* _Records shown_:
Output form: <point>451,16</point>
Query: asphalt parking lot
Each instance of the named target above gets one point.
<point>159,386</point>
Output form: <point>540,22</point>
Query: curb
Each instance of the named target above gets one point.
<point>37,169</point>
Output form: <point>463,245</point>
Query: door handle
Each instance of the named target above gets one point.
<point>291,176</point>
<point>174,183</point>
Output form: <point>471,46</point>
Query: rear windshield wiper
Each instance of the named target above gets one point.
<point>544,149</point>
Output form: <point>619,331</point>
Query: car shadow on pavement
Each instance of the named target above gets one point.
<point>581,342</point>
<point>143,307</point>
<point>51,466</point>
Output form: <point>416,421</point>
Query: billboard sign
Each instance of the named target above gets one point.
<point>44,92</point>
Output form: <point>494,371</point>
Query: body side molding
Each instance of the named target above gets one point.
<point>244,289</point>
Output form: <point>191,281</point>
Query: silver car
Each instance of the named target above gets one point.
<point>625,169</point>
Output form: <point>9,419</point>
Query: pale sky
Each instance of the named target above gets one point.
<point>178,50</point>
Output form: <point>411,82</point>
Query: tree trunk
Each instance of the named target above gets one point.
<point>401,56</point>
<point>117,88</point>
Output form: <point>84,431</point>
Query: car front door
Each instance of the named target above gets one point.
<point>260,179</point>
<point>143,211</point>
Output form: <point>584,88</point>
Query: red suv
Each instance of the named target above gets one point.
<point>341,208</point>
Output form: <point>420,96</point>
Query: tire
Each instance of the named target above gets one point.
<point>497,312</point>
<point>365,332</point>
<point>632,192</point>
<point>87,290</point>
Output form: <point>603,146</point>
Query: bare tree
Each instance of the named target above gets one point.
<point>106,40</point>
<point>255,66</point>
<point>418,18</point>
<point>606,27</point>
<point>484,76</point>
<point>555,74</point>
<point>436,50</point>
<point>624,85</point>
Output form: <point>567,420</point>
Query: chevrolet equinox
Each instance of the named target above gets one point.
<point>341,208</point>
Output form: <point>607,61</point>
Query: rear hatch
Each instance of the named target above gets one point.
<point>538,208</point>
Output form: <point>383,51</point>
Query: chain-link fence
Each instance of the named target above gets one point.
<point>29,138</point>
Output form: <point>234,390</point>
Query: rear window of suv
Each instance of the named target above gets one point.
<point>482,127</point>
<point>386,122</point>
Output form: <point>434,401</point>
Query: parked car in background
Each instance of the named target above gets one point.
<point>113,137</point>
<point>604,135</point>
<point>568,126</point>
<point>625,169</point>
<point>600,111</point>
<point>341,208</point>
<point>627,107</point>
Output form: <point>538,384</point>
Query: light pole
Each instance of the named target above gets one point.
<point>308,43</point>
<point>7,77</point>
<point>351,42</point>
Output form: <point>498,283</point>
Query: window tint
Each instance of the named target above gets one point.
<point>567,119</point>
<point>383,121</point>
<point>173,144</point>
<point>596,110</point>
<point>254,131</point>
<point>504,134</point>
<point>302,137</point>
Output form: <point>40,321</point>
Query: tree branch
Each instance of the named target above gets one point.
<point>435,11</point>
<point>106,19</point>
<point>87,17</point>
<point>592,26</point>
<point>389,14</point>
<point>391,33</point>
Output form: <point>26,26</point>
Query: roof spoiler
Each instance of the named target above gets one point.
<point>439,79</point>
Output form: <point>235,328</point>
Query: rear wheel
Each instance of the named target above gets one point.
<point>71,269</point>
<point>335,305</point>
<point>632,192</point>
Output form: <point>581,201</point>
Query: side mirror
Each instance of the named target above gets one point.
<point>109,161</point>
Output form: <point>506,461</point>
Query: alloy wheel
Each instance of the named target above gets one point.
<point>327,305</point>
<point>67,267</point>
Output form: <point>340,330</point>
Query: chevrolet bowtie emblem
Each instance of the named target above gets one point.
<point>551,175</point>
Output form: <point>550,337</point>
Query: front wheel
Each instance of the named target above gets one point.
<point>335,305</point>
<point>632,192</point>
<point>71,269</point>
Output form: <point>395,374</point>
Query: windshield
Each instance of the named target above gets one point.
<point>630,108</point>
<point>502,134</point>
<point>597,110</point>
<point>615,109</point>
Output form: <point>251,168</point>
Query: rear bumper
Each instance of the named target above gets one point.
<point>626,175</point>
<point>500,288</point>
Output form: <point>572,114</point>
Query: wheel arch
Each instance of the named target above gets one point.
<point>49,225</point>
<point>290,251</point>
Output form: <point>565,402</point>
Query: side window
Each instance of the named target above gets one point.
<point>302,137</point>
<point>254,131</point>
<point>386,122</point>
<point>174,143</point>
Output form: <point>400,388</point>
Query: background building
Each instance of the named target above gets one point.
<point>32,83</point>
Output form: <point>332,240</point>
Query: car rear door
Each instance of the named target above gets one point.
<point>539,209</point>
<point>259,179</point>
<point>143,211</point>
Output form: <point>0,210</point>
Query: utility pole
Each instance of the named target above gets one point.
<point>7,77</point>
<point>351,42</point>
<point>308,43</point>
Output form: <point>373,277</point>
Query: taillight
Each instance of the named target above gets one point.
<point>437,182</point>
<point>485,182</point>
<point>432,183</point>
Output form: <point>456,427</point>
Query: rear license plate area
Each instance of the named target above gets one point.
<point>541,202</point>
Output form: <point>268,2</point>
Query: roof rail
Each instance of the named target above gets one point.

* _Problem statement_: Transcribe the entire listing. Leave every word as it is.

* _Task result_:
Output form: <point>451,16</point>
Query: asphalt parking lot
Each instance of the named target above gets one point.
<point>159,386</point>
Output form: <point>540,22</point>
Query: curb
Each instance of the named target above gets one point.
<point>37,169</point>
Output form: <point>463,245</point>
Query: door handle
Each instance of the named target above gets one point.
<point>291,176</point>
<point>174,183</point>
Output form: <point>471,46</point>
Query: rear windshield wiper
Each instance of the named target above gets one point.
<point>544,149</point>
Output form: <point>619,331</point>
Query: car shadow on pavement
Each instance of the named target above gets one point.
<point>581,342</point>
<point>143,307</point>
<point>51,466</point>
Output form: <point>416,421</point>
Query: billboard sign
Each instance of the named target above gets one point.
<point>44,92</point>
Output form: <point>494,371</point>
Query: body side molding
Each instance of the named target above gets one point.
<point>244,289</point>
Output form: <point>191,281</point>
Query: silver car
Each instance of the named target above gets one point.
<point>625,169</point>
Output form: <point>9,419</point>
Query: pale sky
Each instance of the named target above gets one point.
<point>178,50</point>
Output form: <point>411,82</point>
Query: tree trunk
Each instance of the named target above gets one point.
<point>401,56</point>
<point>117,88</point>
Output form: <point>84,431</point>
Query: car front door
Each instance of the named target above gets one point.
<point>260,179</point>
<point>143,211</point>
Output form: <point>584,88</point>
Query: red suv
Each instance of the named target above gets one point.
<point>341,208</point>
Output form: <point>420,96</point>
Query: tire
Each instance of the named target above gets one point.
<point>497,312</point>
<point>365,332</point>
<point>632,192</point>
<point>87,290</point>
Output form: <point>603,146</point>
Query: bare tree
Each instance of the named target above gets one point.
<point>106,40</point>
<point>255,66</point>
<point>418,18</point>
<point>606,27</point>
<point>484,76</point>
<point>555,74</point>
<point>436,50</point>
<point>624,85</point>
Output form: <point>567,420</point>
Query: chevrolet equinox
Each instance of the named target above gets one point.
<point>341,208</point>
Output form: <point>607,61</point>
Query: rear hatch
Each instance of the named target above gets one point.
<point>538,208</point>
Output form: <point>383,51</point>
Query: chain-link fence
Each instance of the named target above gets one point.
<point>29,138</point>
Output form: <point>234,390</point>
Query: rear window of suv
Each instance of the named target above gets one point.
<point>482,127</point>
<point>386,122</point>
Output form: <point>434,401</point>
Query: parked car in background
Each instance of the named target above gets one point.
<point>113,137</point>
<point>604,135</point>
<point>568,126</point>
<point>625,169</point>
<point>600,111</point>
<point>341,208</point>
<point>627,107</point>
Output form: <point>538,384</point>
Query: light pole
Each instance of the named target above gets one point.
<point>308,43</point>
<point>7,77</point>
<point>351,42</point>
Output form: <point>498,283</point>
Query: window tint
Each instance of the named target above gets one point.
<point>567,119</point>
<point>383,121</point>
<point>173,144</point>
<point>596,110</point>
<point>254,131</point>
<point>504,134</point>
<point>302,137</point>
Output form: <point>40,321</point>
Query: tree branch
Each instance of the named target above gets one point.
<point>435,11</point>
<point>106,19</point>
<point>87,17</point>
<point>592,26</point>
<point>389,14</point>
<point>391,33</point>
Output form: <point>26,26</point>
Query: roof spoiler
Each instance of the named target above gets one point.
<point>439,79</point>
Output form: <point>235,328</point>
Query: rear wheel
Each instance of the named target above gets one point.
<point>71,269</point>
<point>335,305</point>
<point>632,192</point>
Output form: <point>581,201</point>
Query: side mirror
Each instance of the named target above gets one point.
<point>109,161</point>
Output form: <point>506,461</point>
Query: alloy wheel
Each instance of the named target above gets one point.
<point>327,305</point>
<point>67,267</point>
Output form: <point>340,330</point>
Query: chevrolet bowtie emblem
Each instance of the named target above gets one point.
<point>551,175</point>
Output form: <point>550,337</point>
Query: front wheel
Each instance of the named target above gets one point.
<point>335,305</point>
<point>632,192</point>
<point>71,269</point>
Output form: <point>395,374</point>
Query: windshield
Each instance of the named target above gets one point.
<point>630,108</point>
<point>502,134</point>
<point>597,110</point>
<point>615,109</point>
Output form: <point>251,168</point>
Query: rear bumper
Each instance of the named target above gets one point.
<point>626,175</point>
<point>500,288</point>
Output form: <point>572,114</point>
Query: wheel arch
Each instance of the named target above gets one point.
<point>49,225</point>
<point>290,251</point>
Output form: <point>565,402</point>
Query: side window
Each instance of the named target above gets one point.
<point>302,137</point>
<point>254,131</point>
<point>386,122</point>
<point>174,143</point>
Output form: <point>400,388</point>
Query: background building
Each instance of the named target above gets one point.
<point>32,83</point>
Output form: <point>332,240</point>
Query: car rear door
Each instance of the named target above gets one point.
<point>539,209</point>
<point>259,179</point>
<point>143,211</point>
Output form: <point>0,210</point>
Query: utility pole
Each instance of the named target above gets one point.
<point>7,77</point>
<point>351,42</point>
<point>308,43</point>
Output form: <point>373,277</point>
Query: taillight
Each instance of the named target above gets one point.
<point>437,182</point>
<point>485,182</point>
<point>432,183</point>
Output form: <point>456,427</point>
Query: rear license plate area
Each instance of the named target above gets one point.
<point>541,202</point>
Output form: <point>268,2</point>
Query: roof rail
Each instance of the named target above gets one point.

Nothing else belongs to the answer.